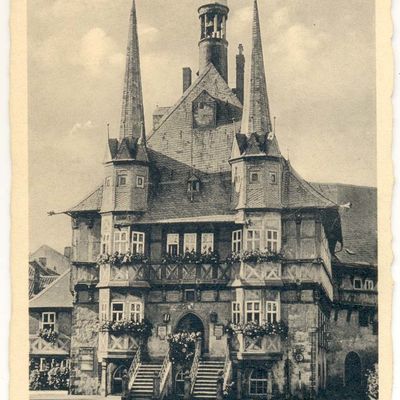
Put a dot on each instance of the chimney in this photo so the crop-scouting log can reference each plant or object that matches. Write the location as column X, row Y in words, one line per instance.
column 186, row 78
column 43, row 261
column 67, row 252
column 240, row 61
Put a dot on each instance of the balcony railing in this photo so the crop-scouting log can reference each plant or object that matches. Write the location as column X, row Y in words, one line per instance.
column 114, row 344
column 263, row 347
column 38, row 345
column 362, row 297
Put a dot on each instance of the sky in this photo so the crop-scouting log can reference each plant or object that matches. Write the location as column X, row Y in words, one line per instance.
column 320, row 66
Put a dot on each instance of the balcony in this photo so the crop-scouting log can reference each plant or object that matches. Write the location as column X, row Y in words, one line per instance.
column 357, row 297
column 40, row 346
column 257, row 348
column 142, row 275
column 116, row 345
column 84, row 273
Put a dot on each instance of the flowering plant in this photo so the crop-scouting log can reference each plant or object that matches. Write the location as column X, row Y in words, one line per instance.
column 373, row 383
column 182, row 347
column 137, row 329
column 121, row 259
column 49, row 335
column 253, row 330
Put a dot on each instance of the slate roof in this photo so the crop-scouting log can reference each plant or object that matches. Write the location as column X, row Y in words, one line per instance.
column 55, row 295
column 359, row 222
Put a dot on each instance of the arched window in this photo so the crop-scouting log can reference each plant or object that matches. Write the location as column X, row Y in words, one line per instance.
column 180, row 383
column 258, row 381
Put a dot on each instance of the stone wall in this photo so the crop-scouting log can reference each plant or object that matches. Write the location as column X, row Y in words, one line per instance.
column 84, row 340
column 348, row 336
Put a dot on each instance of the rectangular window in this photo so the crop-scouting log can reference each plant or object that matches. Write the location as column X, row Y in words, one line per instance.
column 237, row 241
column 103, row 312
column 189, row 242
column 122, row 179
column 117, row 311
column 253, row 239
column 207, row 242
column 272, row 311
column 253, row 311
column 137, row 242
column 140, row 181
column 86, row 358
column 190, row 295
column 173, row 244
column 272, row 240
column 135, row 312
column 121, row 240
column 236, row 312
column 369, row 284
column 105, row 243
column 357, row 283
column 49, row 320
column 254, row 177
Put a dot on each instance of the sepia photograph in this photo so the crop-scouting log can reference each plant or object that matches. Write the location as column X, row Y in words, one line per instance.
column 202, row 200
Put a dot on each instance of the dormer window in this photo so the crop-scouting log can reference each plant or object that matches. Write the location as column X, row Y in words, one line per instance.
column 254, row 177
column 140, row 181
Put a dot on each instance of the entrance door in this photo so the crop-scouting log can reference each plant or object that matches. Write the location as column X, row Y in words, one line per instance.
column 352, row 371
column 191, row 323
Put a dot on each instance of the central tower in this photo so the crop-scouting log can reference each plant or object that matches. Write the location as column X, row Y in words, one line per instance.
column 213, row 46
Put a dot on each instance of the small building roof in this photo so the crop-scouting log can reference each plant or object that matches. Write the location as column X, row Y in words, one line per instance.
column 55, row 295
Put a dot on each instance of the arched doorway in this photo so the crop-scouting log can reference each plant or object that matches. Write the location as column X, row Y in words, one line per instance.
column 352, row 371
column 116, row 384
column 192, row 323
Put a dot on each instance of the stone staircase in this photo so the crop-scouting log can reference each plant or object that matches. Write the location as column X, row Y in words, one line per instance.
column 142, row 387
column 206, row 381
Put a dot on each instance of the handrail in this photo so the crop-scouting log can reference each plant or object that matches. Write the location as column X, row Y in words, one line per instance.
column 164, row 375
column 133, row 369
column 195, row 365
column 227, row 368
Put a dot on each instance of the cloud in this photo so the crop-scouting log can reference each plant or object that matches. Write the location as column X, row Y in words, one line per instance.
column 78, row 127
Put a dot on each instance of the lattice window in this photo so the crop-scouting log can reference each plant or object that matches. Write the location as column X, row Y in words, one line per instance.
column 173, row 244
column 272, row 311
column 135, row 312
column 138, row 242
column 258, row 381
column 253, row 311
column 237, row 241
column 253, row 239
column 272, row 240
column 49, row 320
column 189, row 242
column 207, row 242
column 121, row 240
column 117, row 311
column 236, row 312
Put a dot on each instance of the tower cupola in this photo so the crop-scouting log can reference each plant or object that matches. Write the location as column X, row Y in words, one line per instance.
column 213, row 46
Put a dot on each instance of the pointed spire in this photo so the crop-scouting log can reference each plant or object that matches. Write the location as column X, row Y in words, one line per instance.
column 132, row 115
column 259, row 118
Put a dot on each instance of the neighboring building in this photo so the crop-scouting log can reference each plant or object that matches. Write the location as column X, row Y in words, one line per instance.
column 50, row 320
column 39, row 277
column 52, row 259
column 198, row 185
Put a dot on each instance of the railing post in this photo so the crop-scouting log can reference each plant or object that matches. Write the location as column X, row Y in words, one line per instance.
column 220, row 386
column 187, row 386
column 156, row 385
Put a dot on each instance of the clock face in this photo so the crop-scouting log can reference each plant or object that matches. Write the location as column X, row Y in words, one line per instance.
column 204, row 114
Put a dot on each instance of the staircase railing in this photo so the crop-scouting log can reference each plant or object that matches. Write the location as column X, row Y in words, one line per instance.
column 133, row 369
column 164, row 376
column 227, row 369
column 195, row 365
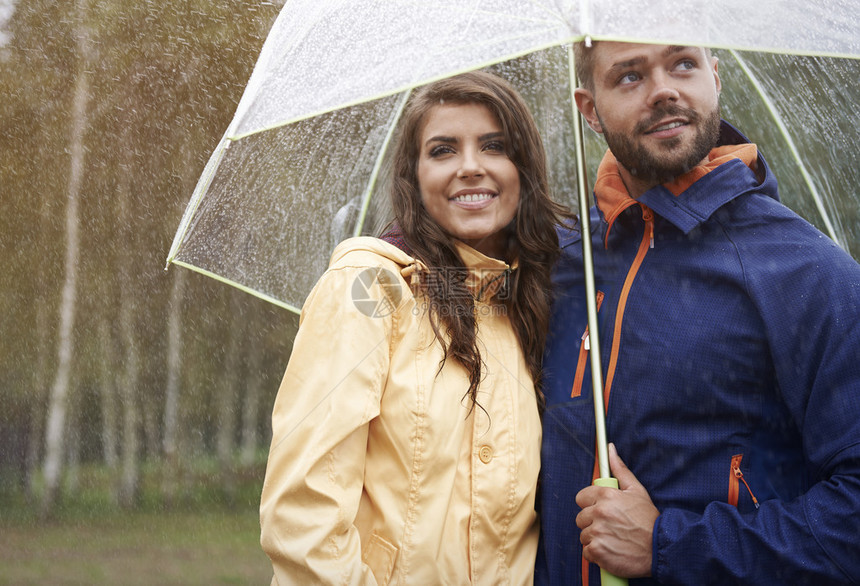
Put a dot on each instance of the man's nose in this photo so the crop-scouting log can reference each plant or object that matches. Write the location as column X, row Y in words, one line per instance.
column 663, row 89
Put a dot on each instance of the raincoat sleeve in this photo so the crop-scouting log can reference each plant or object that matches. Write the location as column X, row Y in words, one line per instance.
column 314, row 478
column 811, row 310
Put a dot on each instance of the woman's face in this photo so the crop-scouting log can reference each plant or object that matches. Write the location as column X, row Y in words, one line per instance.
column 467, row 182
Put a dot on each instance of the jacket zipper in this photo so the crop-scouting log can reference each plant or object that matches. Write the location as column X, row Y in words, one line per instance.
column 646, row 244
column 584, row 347
column 735, row 478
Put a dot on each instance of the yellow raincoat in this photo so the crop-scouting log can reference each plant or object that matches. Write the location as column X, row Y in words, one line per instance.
column 378, row 473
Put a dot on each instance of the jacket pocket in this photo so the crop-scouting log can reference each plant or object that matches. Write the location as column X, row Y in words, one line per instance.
column 584, row 346
column 736, row 477
column 379, row 555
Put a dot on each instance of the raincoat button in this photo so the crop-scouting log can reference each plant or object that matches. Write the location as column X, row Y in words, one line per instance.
column 485, row 454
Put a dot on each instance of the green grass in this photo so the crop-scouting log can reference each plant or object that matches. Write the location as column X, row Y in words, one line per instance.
column 219, row 547
column 203, row 535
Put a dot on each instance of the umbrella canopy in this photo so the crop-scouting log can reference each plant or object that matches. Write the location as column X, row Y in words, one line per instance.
column 297, row 170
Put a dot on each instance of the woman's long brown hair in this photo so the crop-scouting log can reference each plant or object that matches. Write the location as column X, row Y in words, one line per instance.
column 532, row 234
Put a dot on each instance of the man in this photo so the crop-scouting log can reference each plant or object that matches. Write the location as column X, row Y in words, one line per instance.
column 730, row 341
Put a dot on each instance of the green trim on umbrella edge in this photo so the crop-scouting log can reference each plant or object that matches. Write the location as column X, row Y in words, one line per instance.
column 558, row 43
column 244, row 288
column 371, row 184
column 200, row 190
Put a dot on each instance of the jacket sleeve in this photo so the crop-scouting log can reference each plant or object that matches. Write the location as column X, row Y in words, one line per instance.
column 314, row 477
column 810, row 305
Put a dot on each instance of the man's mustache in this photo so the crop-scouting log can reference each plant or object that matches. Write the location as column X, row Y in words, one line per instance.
column 672, row 110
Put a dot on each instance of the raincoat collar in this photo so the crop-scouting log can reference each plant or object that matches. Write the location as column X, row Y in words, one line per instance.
column 487, row 276
column 735, row 167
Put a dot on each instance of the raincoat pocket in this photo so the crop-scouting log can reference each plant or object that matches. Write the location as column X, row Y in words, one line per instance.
column 379, row 555
column 576, row 391
column 735, row 479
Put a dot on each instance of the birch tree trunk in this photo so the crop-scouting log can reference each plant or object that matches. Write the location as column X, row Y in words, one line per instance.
column 108, row 393
column 129, row 482
column 174, row 379
column 59, row 394
column 227, row 395
column 251, row 396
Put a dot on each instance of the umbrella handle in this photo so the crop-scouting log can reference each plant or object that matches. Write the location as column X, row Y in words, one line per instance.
column 607, row 579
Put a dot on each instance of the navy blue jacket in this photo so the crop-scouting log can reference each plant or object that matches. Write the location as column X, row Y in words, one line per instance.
column 737, row 373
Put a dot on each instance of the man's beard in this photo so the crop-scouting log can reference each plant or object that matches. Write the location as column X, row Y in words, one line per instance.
column 660, row 167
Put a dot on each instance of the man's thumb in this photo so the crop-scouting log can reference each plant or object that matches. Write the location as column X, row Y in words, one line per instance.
column 626, row 479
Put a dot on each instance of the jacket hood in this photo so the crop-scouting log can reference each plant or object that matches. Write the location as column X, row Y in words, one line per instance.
column 486, row 275
column 687, row 201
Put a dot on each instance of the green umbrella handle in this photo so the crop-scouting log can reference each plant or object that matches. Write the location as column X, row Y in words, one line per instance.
column 607, row 579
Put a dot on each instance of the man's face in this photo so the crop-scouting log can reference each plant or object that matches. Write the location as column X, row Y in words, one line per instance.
column 656, row 105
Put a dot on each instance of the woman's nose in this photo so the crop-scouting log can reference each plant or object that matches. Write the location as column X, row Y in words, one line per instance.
column 470, row 165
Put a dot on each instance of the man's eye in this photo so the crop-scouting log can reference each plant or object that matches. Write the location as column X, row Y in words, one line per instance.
column 687, row 65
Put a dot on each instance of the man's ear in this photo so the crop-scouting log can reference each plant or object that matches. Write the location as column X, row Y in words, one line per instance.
column 585, row 103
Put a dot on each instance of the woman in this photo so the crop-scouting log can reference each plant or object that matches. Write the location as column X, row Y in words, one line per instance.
column 406, row 433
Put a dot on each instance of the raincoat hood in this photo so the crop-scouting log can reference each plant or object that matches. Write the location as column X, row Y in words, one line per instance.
column 486, row 278
column 728, row 339
column 734, row 167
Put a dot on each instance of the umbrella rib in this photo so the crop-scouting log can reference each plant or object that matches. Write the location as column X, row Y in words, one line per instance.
column 371, row 184
column 777, row 118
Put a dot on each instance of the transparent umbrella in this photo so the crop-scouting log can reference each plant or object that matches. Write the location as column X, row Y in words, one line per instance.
column 302, row 164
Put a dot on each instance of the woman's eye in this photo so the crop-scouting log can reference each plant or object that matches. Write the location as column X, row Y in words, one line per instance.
column 687, row 65
column 439, row 150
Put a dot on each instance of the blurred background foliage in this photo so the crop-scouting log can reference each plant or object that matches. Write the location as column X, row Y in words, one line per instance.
column 165, row 380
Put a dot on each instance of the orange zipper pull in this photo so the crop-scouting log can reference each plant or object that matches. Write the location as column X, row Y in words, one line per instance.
column 648, row 216
column 740, row 476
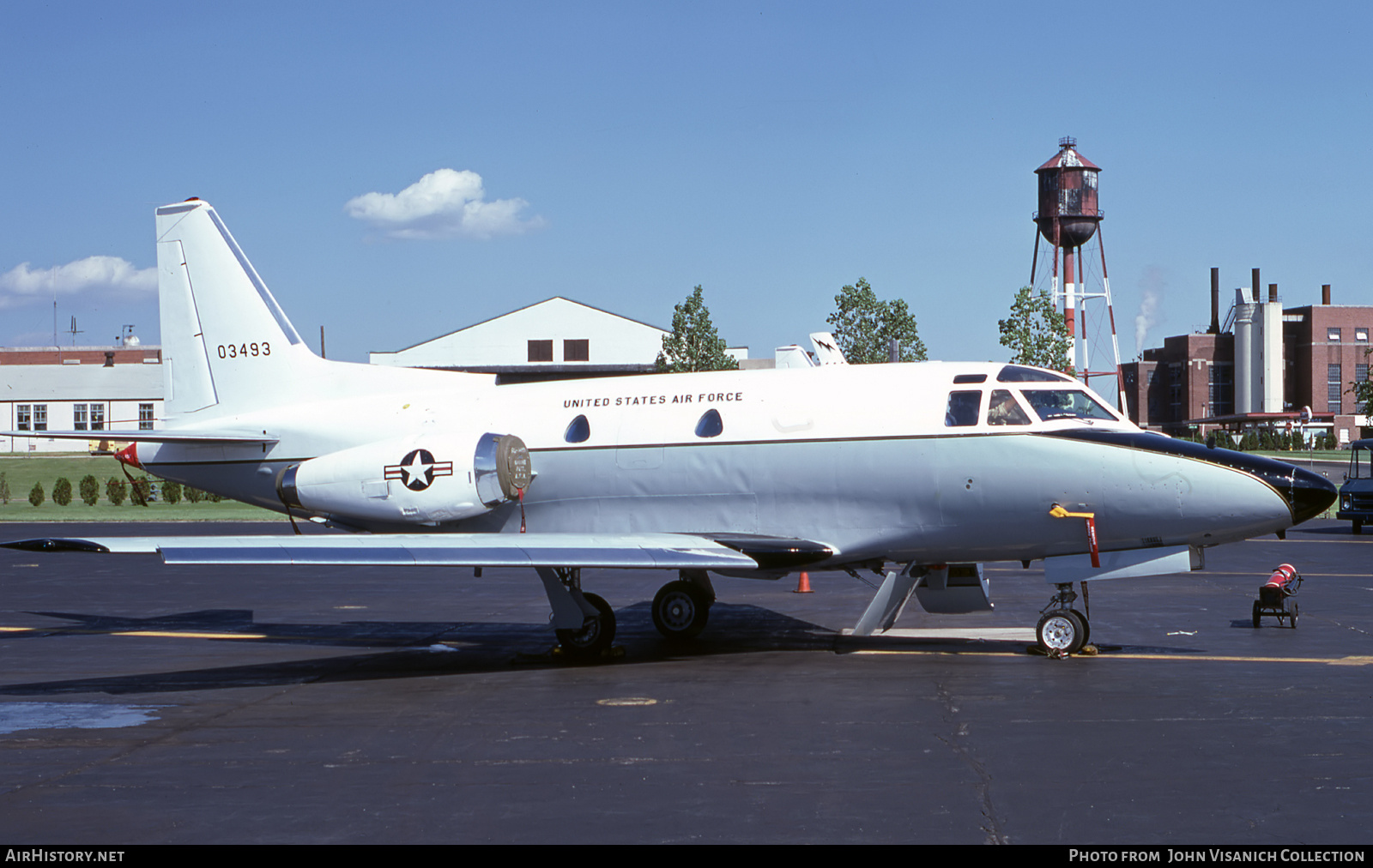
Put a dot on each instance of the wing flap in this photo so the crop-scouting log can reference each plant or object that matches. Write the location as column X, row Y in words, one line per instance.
column 651, row 551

▶ What is expected: All lines from the one containing "Put a dot on each instance of the blurred" through the end of the data are to be restated exactly, with nothing else and without the pictures.

▶ Output of the task:
Put a dot on each instance of the blurred background foliage in this photo so the crop-scouting log can reference each plant or object that matches. Write the location as column X, row Y in words, one line per instance.
column 165, row 380
Put a dot on each instance of the orange zipper pull in this photo so the crop-scouting log can reference each plant or object that matches. Write the location as column X, row Y in words, one line per instance.
column 648, row 216
column 740, row 476
Put a dot on each instance of the wing flap in this photo so the crop-scouting log can reference each plant or object that matches. Write the location as column X, row Y in words, one line per instance.
column 651, row 551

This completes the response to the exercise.